▶ **QUELLTEXT**
--- --- ---

Sitzung: 29.06.2021 Rat
Beschluss: einstimmig beschlossen
Abstimmung: Ja: 31, Nein: 0, Enthaltungen: 0
Vorlage: 04 - 17 0234/2021
Beschlussvorschlag
Der Rat beauftragt die Verwaltung, für folgende Varianten eine
Vergleichstabelle zu erstellen, die neben den Kosten, eine
Lebenszykluskostenanalyse und eine Zeitplanung enthält:
a) Umbau im Bestand (gem. Ratsbeschluss v.
20.09.2016)
b) Umbau im Bestand unter Berücksichtigung
einer energetischen Ertüchtigung
c) Neubau
d) Neubau ohne Ikea-Gebäude mit energetischer
Ertüchtigung des Ikea-Gebäudes
Aufgrund des Planungsfortschrittes wird die Leistungsphase 3 (zu a)
fortgeführt.
Begründung:
Die CDU-Fraktion stellte in ihrem Schreiben vom 30. April 2021 den
Antrag an den Rat
- Der Rat beauftragt die Verwaltung, auf
dem Nonnenplatz ein Containerdorf zur Unterbringung der Schülerinnen und
Schüler (SuS) aus dem Schulstandort Grollscher Weg für die Dauer der
dortigen Baumaßnahmen zu errichten.
- Der Rat beauftragt die Verwaltung,
zusätzlich zu den bereits beauftragten Prüfungen eine
Kostengegenüberstellung vorzunehmen, die die Kosten des Umbaus des
„Altgebäudes inklusive der energetischen Sanierung“ (ohne „IKEA-Bau“) zu
den Kosten eines Abrisses des Altgebäudes (ohne „IKEA-Bau“) samt optimalem
Neubau zu betrachten.

--- --- ---

▶ **SCHRIFTLICHE AUFGABEN**
1 – Gib aus dem Ratsbeschluss den Abschnitt zwischen „fortgeführt.“ und „Neubau zu betrachten.“ einschließlich wörtlich wieder.
2 – Von welchem Datum ist das Schreiben, in dem die CDU-Fraktion laut dem Ratsbeschluss ihren Antrag an den Rat stellte?

--- --- ---

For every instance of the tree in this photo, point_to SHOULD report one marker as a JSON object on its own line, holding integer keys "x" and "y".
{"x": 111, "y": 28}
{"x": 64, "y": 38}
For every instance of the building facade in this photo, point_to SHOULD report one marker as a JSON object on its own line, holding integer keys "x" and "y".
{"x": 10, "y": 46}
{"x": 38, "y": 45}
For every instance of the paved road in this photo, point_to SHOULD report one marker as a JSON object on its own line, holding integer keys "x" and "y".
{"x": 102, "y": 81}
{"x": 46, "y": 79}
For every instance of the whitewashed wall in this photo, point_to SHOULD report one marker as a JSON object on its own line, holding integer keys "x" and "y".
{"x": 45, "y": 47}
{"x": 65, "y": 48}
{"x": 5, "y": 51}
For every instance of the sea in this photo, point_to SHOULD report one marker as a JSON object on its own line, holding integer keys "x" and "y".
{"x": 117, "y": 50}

--- --- ---

▶ **DIE ANTWORTEN**
1 –
fortgeführt.
Begründung:
Die CDU-Fraktion stellte in ihrem Schreiben vom 30. April 2021 den
Antrag an den Rat
- Der Rat beauftragt die Verwaltung, auf
dem Nonnenplatz ein Containerdorf zur Unterbringung der Schülerinnen und
Schüler (SuS) aus dem Schulstandort Grollscher Weg für die Dauer der
dortigen Baumaßnahmen zu errichten.
- Der Rat beauftragt die Verwaltung,
zusätzlich zu den bereits beauftragten Prüfungen eine
Kostengegenüberstellung vorzunehmen, die die Kosten des Umbaus des
„Altgebäudes inklusive der energetischen Sanierung“ (ohne „IKEA-Bau“) zu
den Kosten eines Abrisses des Altgebäudes (ohne „IKEA-Bau“) samt optimalem
Neubau zu betrachten.

2 – Vom 30. April 2021.